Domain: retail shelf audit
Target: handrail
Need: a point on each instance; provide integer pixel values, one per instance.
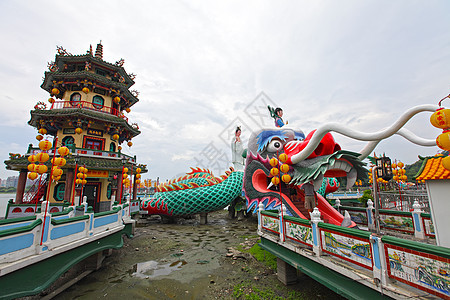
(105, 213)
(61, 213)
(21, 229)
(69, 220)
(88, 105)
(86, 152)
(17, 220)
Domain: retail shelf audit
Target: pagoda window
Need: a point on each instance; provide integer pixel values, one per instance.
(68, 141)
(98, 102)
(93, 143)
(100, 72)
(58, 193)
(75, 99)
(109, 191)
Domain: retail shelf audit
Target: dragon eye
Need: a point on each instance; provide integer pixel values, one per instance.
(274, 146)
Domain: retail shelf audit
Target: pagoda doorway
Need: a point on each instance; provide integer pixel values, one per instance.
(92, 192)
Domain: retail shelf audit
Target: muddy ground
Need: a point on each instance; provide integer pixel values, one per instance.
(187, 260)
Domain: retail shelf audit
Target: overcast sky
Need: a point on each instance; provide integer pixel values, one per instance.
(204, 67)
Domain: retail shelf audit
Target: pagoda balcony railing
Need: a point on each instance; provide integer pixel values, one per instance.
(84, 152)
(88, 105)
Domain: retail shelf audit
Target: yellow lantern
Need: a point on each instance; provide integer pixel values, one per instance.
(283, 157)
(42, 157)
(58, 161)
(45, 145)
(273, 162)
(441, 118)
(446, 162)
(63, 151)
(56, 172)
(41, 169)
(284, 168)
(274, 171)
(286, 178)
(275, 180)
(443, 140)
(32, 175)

*****

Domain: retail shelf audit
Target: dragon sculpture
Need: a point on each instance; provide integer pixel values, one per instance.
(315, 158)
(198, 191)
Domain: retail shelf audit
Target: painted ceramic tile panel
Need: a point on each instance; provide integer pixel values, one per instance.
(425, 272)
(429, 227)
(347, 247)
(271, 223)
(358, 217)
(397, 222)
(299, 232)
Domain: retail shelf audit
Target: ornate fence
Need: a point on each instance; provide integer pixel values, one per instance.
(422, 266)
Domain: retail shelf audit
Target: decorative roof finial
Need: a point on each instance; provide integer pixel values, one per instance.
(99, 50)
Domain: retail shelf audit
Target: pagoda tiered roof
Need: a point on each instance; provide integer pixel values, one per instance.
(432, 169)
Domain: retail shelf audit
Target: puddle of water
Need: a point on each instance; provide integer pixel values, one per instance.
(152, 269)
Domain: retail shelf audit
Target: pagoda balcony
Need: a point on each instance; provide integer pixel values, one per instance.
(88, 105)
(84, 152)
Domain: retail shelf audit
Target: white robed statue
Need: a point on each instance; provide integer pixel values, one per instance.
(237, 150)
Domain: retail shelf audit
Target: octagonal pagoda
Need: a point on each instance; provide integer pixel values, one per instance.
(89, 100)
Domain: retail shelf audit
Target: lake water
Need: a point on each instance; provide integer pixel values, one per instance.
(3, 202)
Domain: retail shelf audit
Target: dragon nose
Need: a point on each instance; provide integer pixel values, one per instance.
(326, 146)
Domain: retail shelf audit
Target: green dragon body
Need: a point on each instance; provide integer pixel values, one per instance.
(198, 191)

*****

WORK INSTRUCTIONS -
Pick out every line above that contains the word "pagoda" and copy each one in full. Case counts.

EXPECTED ANSWER -
Target: pagoda window
Target: pagoda doorway
Target: pagoda balcony railing
Target: pagoda tiered roof
Target: pagoda balcony
Target: octagonal pagoda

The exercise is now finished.